— START Entries supplied —

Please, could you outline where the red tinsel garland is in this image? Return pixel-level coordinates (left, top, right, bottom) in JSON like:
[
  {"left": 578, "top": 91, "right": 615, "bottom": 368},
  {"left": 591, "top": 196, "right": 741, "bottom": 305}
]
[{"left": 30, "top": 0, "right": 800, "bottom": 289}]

— END Entries supplied —
— START Entries supplied —

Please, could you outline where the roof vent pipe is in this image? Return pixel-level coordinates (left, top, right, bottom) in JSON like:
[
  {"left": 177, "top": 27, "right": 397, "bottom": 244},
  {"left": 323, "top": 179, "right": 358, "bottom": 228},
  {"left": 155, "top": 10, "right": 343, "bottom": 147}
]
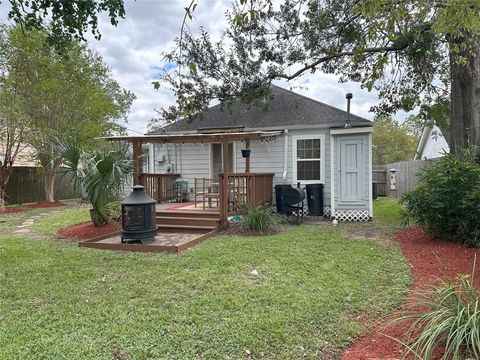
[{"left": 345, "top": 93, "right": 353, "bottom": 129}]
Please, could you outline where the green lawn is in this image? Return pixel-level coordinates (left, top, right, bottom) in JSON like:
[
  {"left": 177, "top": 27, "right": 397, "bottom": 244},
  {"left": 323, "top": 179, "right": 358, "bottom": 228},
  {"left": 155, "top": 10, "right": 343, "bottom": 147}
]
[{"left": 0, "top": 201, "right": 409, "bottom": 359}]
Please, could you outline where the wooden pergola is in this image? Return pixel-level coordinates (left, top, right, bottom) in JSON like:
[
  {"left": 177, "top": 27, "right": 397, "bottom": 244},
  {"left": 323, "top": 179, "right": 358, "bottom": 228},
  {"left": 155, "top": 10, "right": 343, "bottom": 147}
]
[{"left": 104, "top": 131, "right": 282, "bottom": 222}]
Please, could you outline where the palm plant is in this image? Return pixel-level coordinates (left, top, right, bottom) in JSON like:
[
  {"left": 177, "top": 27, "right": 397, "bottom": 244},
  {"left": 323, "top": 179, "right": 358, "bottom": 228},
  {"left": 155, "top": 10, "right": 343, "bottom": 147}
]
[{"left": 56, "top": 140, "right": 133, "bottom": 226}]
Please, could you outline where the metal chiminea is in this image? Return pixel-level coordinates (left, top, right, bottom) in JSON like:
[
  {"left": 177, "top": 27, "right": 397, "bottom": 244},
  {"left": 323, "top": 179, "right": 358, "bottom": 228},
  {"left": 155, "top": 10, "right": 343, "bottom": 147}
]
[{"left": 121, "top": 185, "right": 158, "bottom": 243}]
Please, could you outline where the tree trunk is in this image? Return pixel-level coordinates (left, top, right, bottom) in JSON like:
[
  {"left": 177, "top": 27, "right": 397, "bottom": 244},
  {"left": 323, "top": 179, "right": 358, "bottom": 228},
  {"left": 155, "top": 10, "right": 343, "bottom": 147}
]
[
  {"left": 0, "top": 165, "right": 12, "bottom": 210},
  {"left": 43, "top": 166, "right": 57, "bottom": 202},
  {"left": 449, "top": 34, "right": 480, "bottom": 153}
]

— END Entries supplied —
— START Entries supplied —

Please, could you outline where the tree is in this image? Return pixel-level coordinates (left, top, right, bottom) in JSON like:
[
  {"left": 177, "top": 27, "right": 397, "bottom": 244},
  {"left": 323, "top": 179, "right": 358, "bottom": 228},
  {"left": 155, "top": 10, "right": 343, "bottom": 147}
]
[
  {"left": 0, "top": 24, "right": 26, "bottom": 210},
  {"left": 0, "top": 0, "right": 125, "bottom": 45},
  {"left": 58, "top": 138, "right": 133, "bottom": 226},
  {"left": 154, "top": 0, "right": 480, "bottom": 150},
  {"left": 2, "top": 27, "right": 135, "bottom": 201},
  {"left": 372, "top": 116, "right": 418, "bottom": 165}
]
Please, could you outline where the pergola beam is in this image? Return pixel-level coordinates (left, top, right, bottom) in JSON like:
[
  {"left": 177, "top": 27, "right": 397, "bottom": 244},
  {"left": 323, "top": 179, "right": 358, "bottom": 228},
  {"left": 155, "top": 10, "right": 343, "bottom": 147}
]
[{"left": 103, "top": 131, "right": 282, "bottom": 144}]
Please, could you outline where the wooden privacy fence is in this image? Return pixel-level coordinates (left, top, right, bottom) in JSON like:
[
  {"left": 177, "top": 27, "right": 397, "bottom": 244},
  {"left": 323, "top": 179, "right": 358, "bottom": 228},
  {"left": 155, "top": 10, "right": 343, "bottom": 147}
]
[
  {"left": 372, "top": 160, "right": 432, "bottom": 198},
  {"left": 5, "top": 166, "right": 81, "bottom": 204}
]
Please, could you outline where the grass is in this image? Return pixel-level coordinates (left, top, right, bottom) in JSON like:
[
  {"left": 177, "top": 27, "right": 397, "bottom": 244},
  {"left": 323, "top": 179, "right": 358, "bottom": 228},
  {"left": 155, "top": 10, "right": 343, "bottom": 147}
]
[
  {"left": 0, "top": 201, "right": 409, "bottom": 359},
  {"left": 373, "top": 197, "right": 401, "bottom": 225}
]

— END Entries supplied —

▶ [Do this] Copy out every line of the material above that contains the string "pergola". Case counts.

▶ [Reply]
Please, could you outline where the wooden pergola is in this image? Return pixel-level coordinates (left, top, right, bottom) in JSON like:
Please, could you outline where the pergola beam is in this image? Return pixel-level coordinates (left, top, right, bottom) in JSON like:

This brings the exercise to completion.